First of all, I would like to wish to all members a Happy, Prosperous, Peaceful and Healthy New Year.

Very recently, I acquired a Hafler XL-600 from ebay (it is still in its way to my home). This is the third XL-600 I am getting hands on. I had bought two others back in the early nineties. I modified/upgraded the first with the - then - PA-1 modification kit of Musical Concepts. Later, I was so stupid to sell it. However I kept the second, which I upgraded with the newer PA-3B kit, plus the replacement of its original transformer with a pair of TP-500 ones. Till today, I have not regret it.

I purchased one more XL-600, after having decided to drive my Infinity RS Kappa9 speakers ( a really good speaker but a difficult load) with two amplifiers in a bi-amp vertical mode (one stereo amplifier for each speaker). This should have been done in the past, of course, when I had the first (and sold) XL-600, but now it is too late for tears.

## Extracted records:
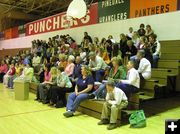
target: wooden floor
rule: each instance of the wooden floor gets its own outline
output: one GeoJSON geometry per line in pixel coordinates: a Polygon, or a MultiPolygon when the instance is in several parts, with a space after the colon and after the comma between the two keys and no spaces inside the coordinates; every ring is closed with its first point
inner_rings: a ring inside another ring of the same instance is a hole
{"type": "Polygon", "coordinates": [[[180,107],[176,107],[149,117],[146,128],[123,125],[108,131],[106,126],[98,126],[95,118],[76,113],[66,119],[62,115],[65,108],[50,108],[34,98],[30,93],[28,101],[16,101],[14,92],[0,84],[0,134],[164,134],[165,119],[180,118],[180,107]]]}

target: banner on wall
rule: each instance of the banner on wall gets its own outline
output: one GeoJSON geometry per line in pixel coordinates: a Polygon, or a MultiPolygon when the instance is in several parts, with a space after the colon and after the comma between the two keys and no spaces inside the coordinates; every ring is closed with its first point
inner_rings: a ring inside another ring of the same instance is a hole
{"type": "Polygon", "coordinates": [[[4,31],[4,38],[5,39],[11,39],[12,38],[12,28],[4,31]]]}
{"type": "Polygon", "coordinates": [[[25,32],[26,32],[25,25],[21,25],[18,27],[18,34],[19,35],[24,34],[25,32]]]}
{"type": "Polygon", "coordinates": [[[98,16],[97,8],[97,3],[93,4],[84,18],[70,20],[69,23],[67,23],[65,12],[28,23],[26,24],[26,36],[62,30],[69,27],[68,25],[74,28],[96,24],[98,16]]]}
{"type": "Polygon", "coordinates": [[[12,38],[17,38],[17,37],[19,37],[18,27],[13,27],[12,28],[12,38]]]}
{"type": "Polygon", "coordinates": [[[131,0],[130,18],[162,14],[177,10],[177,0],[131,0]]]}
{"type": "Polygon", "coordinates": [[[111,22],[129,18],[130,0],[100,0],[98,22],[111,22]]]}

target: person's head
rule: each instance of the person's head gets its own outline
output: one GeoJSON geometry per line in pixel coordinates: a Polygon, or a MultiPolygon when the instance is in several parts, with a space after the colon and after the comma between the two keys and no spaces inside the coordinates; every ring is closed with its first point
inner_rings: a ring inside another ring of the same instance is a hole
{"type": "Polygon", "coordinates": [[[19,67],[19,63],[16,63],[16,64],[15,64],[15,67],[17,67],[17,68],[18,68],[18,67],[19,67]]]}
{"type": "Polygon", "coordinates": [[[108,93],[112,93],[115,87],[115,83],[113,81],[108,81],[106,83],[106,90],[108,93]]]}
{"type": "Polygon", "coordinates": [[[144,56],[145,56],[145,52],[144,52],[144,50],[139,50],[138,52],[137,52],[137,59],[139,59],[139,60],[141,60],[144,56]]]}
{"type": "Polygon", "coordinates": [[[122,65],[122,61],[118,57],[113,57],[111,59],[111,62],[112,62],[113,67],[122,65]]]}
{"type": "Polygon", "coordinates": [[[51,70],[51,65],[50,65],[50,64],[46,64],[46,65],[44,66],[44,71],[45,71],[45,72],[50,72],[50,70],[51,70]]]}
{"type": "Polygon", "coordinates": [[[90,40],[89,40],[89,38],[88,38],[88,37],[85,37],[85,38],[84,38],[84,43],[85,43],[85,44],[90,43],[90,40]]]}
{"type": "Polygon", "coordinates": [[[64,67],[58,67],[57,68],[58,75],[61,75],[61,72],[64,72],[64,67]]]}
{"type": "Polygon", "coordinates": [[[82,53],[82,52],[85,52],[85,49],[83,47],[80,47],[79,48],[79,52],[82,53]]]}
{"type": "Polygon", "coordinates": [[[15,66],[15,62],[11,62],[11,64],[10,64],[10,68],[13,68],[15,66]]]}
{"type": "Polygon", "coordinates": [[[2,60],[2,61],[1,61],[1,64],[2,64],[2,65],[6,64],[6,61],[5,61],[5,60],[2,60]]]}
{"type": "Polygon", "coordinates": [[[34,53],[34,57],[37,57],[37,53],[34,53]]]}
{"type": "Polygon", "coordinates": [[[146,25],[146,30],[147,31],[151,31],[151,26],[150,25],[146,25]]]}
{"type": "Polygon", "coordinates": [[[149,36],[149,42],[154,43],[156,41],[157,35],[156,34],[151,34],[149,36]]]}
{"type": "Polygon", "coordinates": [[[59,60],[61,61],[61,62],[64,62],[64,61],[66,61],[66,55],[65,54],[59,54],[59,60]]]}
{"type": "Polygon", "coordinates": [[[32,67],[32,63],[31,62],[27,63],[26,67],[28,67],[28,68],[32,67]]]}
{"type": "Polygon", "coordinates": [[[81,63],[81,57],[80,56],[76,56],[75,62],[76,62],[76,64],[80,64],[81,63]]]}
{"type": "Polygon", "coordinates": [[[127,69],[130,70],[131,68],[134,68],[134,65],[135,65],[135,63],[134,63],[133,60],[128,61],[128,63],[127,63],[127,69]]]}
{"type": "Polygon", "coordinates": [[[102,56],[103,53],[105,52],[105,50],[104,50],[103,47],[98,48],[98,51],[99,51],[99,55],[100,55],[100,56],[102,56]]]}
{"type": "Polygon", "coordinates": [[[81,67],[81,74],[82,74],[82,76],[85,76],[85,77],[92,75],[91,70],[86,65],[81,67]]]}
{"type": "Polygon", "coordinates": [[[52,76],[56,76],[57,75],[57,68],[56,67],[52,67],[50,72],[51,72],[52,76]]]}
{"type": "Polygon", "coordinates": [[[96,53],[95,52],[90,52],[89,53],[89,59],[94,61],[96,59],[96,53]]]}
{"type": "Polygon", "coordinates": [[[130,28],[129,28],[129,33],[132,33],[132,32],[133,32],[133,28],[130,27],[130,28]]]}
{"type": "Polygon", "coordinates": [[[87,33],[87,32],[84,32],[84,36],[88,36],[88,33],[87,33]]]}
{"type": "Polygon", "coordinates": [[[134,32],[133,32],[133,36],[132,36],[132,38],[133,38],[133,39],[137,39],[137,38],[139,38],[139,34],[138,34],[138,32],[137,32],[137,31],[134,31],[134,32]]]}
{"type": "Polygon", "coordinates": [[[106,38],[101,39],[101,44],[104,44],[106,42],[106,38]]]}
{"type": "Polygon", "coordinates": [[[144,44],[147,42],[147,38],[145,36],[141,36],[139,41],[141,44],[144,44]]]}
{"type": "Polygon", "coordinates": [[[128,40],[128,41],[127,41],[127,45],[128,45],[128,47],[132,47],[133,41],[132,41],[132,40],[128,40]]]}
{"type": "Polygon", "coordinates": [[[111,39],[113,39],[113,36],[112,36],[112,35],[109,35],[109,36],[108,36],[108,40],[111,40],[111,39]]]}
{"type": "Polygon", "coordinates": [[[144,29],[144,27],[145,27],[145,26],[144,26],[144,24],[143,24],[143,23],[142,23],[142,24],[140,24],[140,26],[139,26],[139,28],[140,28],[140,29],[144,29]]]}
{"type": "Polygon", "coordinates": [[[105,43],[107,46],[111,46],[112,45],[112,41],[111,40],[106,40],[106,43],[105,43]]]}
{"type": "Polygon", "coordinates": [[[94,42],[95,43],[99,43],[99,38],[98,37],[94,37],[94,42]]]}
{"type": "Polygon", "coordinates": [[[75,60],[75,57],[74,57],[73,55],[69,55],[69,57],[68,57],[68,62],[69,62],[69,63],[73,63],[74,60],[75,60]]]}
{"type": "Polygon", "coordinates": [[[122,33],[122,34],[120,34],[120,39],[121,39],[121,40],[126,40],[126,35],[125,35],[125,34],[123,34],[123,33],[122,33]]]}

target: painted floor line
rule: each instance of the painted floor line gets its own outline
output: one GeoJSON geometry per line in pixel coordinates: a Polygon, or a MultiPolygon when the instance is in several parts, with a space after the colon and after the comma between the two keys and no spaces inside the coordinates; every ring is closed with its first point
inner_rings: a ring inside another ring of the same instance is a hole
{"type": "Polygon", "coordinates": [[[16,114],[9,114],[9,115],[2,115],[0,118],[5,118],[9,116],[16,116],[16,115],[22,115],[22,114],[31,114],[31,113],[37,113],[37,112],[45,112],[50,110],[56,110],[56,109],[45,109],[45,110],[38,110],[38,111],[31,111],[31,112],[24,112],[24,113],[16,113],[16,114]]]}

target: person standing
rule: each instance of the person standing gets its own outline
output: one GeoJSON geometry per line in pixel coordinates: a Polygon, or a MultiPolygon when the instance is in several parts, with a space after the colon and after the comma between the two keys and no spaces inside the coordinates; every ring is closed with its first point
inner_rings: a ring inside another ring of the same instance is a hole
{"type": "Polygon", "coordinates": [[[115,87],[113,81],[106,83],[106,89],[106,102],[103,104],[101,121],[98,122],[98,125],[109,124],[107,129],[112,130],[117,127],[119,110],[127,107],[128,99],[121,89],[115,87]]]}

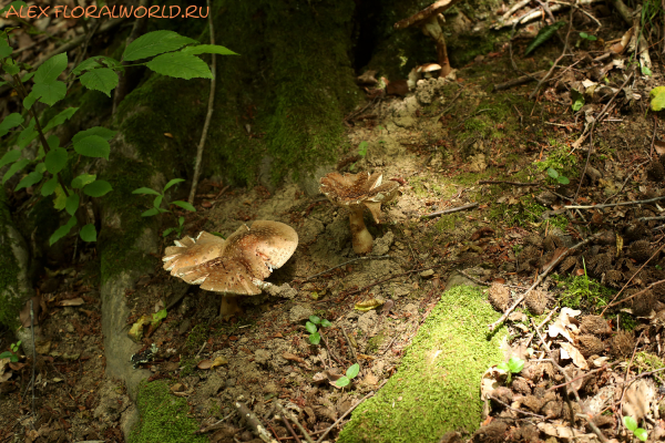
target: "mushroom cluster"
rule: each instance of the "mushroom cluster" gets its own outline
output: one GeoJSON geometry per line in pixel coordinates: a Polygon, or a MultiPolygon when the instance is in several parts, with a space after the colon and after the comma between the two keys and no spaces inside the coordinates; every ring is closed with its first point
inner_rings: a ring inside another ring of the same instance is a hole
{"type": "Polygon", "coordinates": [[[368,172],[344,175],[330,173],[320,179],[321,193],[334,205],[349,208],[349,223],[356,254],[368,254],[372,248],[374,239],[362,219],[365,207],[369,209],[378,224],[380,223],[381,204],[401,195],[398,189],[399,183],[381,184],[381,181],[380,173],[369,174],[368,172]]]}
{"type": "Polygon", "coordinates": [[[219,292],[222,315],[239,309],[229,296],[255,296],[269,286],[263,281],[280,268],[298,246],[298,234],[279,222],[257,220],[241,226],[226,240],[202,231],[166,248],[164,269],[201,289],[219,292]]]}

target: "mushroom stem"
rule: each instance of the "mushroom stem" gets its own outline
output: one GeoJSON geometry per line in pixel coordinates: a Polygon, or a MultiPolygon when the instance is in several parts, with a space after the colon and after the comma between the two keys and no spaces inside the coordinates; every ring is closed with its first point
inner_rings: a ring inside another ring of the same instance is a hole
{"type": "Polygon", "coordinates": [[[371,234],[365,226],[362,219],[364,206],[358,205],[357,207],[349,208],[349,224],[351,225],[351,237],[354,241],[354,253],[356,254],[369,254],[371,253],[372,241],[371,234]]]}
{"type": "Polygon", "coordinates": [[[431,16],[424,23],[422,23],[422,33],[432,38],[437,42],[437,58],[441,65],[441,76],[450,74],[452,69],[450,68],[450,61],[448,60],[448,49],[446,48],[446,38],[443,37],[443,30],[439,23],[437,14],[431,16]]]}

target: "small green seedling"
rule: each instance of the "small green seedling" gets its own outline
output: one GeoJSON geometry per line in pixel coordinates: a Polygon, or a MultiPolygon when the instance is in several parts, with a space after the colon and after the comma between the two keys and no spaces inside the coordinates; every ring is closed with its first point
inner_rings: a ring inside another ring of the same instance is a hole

## Work to complete:
Continue the post about the Hafler XL-600 amplifiers, starting right after its last sentence.

## Result of the exercise:
Therefore, at this time, I am going to have a modified/upgraded XL-600 and one more unmodified, as originally made. Intending to use both of them for the bi-amplification of the Infinities, I am in a dilemma which one to be used for the low frequencies and which for the middle and high ones. The upgraded and modified amplifier has some certain advantages over the non-modified one. It performs much better in the frequency range (it has an extended range at both ends of it) and it uses the dual toroidal transformers, which - theoretically - adds in the total power handling vs the non modified one.

Given these two main advantages, I am not sure if I have to use it for the middle and high frequencies, where the critical part of music exists, and have the non modified one for the low frequencies
or
use the non modified one for the middle and high frequnecies and let the modified to handle the more power demanding low frequencies.

There is of course one more option: Spend the money and modify the new amplifier. But I am not sure if this would be a wasting of money or not (we are living in hard times, as you understand), in case that such a modification adds very little or nothing to a bi-amplification, if I have to choose one or the other option of driving.

The minimum amount that I have to spend for a PA-4 modification is $250, which does not include the TP-500 twin transformers and the shipping expenses to Greece. Then, there are more PA-4 versions with cost rising gradually up to more than $2k, depending of course how far one wants to go.

I would appreciate your opinion on this matter.

Happy New Year.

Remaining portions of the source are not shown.